Working data |
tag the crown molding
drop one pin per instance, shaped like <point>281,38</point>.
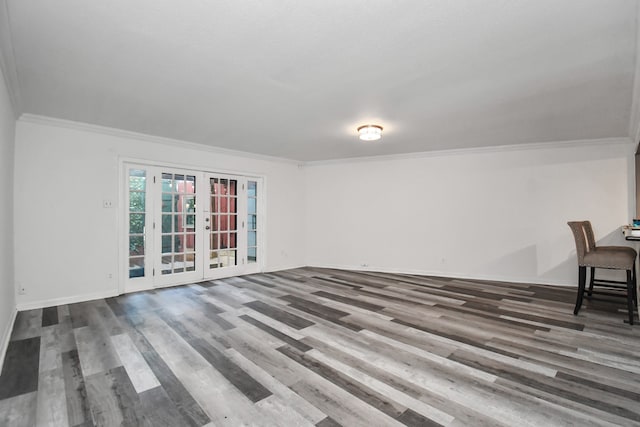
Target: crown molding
<point>479,150</point>
<point>634,117</point>
<point>125,134</point>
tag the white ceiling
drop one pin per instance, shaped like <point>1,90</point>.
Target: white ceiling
<point>294,79</point>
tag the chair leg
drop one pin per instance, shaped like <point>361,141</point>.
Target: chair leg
<point>630,296</point>
<point>635,286</point>
<point>591,280</point>
<point>582,278</point>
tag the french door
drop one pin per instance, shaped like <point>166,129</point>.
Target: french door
<point>184,226</point>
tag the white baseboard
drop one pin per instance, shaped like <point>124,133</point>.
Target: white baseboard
<point>31,305</point>
<point>284,267</point>
<point>6,336</point>
<point>447,274</point>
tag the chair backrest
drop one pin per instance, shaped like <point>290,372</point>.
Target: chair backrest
<point>585,241</point>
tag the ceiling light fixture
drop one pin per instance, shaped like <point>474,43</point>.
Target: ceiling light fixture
<point>370,132</point>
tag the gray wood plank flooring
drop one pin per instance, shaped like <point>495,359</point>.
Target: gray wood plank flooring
<point>326,347</point>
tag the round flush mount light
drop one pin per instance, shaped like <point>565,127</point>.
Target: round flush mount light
<point>370,132</point>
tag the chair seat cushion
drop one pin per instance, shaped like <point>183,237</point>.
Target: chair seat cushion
<point>619,257</point>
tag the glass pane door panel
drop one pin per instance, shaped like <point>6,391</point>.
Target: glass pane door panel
<point>137,193</point>
<point>223,222</point>
<point>252,222</point>
<point>178,223</point>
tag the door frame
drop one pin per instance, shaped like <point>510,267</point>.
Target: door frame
<point>123,221</point>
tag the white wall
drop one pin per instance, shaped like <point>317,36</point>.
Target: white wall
<point>7,292</point>
<point>67,243</point>
<point>494,214</point>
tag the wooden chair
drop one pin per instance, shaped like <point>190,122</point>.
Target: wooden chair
<point>609,257</point>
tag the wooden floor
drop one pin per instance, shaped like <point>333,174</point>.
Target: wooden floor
<point>325,348</point>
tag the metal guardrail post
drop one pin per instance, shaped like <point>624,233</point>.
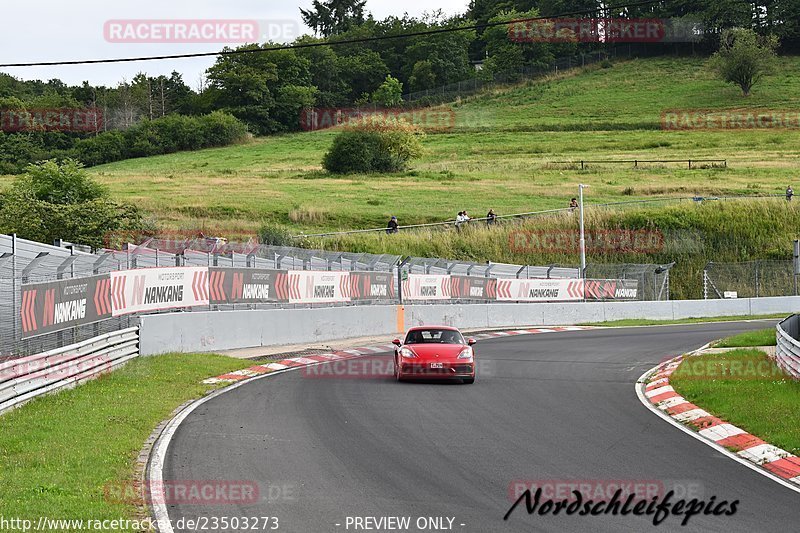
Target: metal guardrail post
<point>796,264</point>
<point>14,291</point>
<point>400,279</point>
<point>756,279</point>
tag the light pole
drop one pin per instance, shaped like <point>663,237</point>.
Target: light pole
<point>583,239</point>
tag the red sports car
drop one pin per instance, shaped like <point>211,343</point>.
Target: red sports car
<point>434,352</point>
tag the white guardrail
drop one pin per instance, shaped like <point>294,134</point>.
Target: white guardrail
<point>27,377</point>
<point>787,351</point>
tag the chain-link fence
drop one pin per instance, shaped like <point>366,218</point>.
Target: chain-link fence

What the task asks |
Format every item above as a numbered list with one line per number. Leave out blank lines and the pictures.

Final result |
1. tag the crown molding
2. drop one pin per instance, shaped like <point>281,38</point>.
3. Target: crown molding
4. <point>479,150</point>
5. <point>634,117</point>
6. <point>125,134</point>
7. tag the white ceiling
8. drop one pin per instance, shaped like <point>1,90</point>.
9. Target: white ceiling
10. <point>294,79</point>
11. tag the chair leg
12. drop one pin per instance, shaped like <point>361,141</point>.
13. Target: chair leg
14. <point>630,296</point>
15. <point>635,286</point>
16. <point>591,280</point>
17. <point>582,278</point>
18. tag the french door
19. drop one pin per instance, shaped like <point>166,129</point>.
20. Target: french door
21. <point>184,226</point>
22. tag the white baseboard
23. drop one pin per instance, shaped like <point>124,133</point>.
24. Target: white baseboard
25. <point>31,305</point>
26. <point>284,267</point>
27. <point>6,336</point>
28. <point>447,274</point>
29. tag the chair backrest
30. drop one pin per instance, shaped like <point>290,372</point>.
31. Target: chair backrest
32. <point>585,241</point>
33. tag the ceiling light fixture
34. drop one pin per instance, shaped like <point>474,43</point>.
35. Target: ceiling light fixture
36. <point>370,132</point>
37. tag the gray wood plank flooring
38. drop one pin per instance, shaped like <point>495,359</point>.
39. Target: gray wood plank flooring
40. <point>326,347</point>
41. tag the round flush mount light
42. drop one pin per instance, shaped like <point>565,127</point>.
43. Target: round flush mount light
44. <point>370,132</point>
45. tag the chair seat cushion
46. drop one pin per instance, shaped like <point>183,237</point>.
47. Target: chair seat cushion
48. <point>619,257</point>
49. tag the glass pane door panel
50. drop one pin per instance, shaped like <point>6,391</point>.
51. Target: glass pane door panel
52. <point>137,193</point>
53. <point>223,222</point>
54. <point>252,222</point>
55. <point>178,223</point>
56. tag the door frame
57. drop one pin per instance, shaped like <point>510,267</point>.
58. Target: door frame
59. <point>123,221</point>
60. tag the white wall
61. drop one pin per instance, shaped like <point>317,36</point>.
62. Target: white wall
63. <point>7,292</point>
64. <point>67,243</point>
65. <point>494,214</point>
66. tag the wooden chair
67. drop one pin per instance, shaped like <point>190,122</point>.
68. Target: wooden chair
69. <point>609,257</point>
70. tag the wooden floor
71. drop one pin per instance, shaped like <point>333,174</point>.
72. Target: wooden floor
73. <point>325,348</point>
74. tag the metal guardrail post
75. drop one pin per instance, shaped like <point>624,233</point>.
76. Target: metal guardrail post
77. <point>796,264</point>
78. <point>14,291</point>
79. <point>400,279</point>
80. <point>756,279</point>
81. tag the light pole
82. drop one pin per instance, shaped like <point>663,237</point>.
83. Target: light pole
84. <point>583,239</point>
85. tag the red sports car
86. drop one pin per instance, shaped like <point>211,343</point>.
87. Target: red sports car
88. <point>434,352</point>
89. tag the white guardrail
90. drop one pin per instance, shaped like <point>294,134</point>.
91. Target: white guardrail
92. <point>27,377</point>
93. <point>787,351</point>
94. tag the chain-link fence
95. drop one pin per instance, shaped like <point>366,218</point>.
96. Target: chain-link fence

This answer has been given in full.